(SUPPLIED DATA Opens)
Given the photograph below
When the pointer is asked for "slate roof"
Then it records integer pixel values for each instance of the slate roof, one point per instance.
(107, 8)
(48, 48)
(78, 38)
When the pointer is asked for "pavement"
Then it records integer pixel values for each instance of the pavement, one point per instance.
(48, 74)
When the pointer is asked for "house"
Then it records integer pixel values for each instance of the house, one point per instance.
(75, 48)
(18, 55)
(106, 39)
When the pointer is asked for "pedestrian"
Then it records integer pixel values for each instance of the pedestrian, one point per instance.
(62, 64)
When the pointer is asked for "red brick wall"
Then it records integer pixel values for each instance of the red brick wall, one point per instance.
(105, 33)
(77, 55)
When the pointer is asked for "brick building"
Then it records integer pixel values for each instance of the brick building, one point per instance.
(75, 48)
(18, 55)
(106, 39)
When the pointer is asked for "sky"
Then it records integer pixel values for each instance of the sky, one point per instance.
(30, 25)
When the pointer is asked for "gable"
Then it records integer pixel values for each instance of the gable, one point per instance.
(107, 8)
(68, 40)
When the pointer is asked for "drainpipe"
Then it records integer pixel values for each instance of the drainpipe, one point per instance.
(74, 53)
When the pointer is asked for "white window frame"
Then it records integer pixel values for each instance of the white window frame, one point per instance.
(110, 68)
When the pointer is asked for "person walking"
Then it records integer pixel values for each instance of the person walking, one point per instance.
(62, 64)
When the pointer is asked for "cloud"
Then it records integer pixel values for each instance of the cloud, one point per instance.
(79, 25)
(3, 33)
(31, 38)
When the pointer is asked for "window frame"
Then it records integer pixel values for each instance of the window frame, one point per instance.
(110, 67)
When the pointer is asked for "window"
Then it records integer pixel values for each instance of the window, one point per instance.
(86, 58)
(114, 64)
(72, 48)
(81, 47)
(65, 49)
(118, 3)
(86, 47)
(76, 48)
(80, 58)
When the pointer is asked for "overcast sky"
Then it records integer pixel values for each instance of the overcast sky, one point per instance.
(SUPPLIED DATA Closes)
Taking every line of the records in turn, count the ones holding "overcast", and state nothing but the number.

2